*AUSGELESENE DATEN:*
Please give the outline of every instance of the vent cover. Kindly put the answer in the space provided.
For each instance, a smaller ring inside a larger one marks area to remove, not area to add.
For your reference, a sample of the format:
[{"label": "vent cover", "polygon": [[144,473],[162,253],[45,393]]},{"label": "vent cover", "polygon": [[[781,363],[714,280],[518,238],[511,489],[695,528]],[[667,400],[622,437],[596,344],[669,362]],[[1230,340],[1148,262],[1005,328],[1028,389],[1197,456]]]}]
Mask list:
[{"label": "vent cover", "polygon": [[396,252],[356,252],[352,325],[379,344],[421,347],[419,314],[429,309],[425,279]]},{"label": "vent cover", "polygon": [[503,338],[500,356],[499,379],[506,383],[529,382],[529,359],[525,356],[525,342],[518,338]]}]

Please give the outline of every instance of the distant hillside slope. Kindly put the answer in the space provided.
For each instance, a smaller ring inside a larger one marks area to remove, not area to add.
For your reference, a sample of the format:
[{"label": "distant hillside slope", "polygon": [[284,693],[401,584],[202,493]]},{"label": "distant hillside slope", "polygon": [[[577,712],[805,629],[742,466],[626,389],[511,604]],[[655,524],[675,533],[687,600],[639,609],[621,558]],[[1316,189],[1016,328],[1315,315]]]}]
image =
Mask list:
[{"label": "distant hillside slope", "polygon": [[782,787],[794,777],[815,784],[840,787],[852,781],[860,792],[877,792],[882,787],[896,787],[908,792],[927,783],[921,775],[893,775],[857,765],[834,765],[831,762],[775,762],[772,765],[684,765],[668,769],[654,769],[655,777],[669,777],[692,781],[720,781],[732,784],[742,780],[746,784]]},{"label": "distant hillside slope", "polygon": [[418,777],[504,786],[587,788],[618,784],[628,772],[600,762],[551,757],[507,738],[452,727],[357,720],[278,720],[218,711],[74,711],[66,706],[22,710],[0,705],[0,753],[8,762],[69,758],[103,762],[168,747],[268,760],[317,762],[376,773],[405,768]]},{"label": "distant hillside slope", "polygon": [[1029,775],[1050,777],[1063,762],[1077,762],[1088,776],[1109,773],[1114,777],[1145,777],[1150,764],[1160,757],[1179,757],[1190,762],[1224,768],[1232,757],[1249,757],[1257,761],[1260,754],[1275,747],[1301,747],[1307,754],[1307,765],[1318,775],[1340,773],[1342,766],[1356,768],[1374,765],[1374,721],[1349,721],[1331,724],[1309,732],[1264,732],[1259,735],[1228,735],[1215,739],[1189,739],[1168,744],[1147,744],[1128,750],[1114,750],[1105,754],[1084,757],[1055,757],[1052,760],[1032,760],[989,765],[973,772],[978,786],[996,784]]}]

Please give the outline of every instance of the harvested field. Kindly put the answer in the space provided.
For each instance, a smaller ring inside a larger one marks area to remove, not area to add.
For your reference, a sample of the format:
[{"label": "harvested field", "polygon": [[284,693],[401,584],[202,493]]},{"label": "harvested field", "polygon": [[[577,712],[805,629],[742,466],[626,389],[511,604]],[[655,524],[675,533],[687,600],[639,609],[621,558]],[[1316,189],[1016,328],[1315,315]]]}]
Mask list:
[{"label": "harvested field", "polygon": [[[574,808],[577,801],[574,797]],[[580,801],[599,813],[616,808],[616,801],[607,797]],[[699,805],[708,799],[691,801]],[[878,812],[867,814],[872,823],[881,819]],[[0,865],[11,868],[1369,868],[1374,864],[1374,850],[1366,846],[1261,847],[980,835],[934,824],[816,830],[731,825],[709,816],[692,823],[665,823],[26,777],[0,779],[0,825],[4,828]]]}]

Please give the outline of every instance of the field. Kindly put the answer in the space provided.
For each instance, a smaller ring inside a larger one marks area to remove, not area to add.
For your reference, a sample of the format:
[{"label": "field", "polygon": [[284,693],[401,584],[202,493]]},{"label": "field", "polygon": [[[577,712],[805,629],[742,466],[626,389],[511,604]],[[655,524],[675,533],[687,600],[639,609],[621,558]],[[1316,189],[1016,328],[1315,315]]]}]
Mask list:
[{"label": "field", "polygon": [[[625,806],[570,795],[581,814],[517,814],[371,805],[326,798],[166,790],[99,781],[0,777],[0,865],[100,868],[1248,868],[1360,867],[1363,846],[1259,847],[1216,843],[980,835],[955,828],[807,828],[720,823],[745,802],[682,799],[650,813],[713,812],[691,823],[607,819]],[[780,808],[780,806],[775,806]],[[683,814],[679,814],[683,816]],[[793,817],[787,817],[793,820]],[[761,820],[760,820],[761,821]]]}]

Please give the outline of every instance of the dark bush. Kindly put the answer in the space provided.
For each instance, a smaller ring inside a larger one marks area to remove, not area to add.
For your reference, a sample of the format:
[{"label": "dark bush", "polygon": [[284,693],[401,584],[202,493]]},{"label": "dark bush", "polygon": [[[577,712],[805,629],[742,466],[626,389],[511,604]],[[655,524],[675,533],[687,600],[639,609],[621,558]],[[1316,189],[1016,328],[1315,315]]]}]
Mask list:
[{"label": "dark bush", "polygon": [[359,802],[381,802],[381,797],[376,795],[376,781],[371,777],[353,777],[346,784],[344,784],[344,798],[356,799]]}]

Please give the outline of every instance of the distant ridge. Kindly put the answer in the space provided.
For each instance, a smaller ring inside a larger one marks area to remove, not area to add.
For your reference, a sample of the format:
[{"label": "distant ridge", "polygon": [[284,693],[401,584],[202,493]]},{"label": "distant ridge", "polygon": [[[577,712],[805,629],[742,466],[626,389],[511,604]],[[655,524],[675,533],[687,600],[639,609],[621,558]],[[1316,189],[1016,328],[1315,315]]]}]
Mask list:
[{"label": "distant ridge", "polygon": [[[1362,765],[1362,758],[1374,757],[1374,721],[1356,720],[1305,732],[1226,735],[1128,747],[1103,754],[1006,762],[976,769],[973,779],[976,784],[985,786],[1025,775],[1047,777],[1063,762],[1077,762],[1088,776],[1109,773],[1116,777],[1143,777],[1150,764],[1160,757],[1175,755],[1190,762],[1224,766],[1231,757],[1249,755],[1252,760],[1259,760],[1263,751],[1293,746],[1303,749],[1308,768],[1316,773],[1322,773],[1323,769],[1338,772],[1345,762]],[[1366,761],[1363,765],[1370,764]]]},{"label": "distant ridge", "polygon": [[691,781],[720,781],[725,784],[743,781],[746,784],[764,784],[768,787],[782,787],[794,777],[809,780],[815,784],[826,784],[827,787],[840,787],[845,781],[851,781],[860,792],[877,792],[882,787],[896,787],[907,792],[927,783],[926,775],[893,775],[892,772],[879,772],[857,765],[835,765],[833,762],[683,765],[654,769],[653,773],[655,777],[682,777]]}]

*DIE AUFGABE:*
Finde in den Daten jede Zeile, die das Wort „provided“ enthält, und gib diese Zeilen unverändert wieder.

*ERGEBNIS:*
Please give the outline of every instance of the vent cover. Kindly put the answer in the space provided.
Please give the outline of every instance of the distant hillside slope. Kindly put the answer in the space provided.
Please give the outline of every instance of the harvested field. Kindly put the answer in the space provided.
Please give the outline of every instance of the field. Kindly put the answer in the space provided.
Please give the outline of every instance of the dark bush. Kindly put the answer in the space provided.
Please give the outline of every instance of the distant ridge. Kindly put the answer in the space provided.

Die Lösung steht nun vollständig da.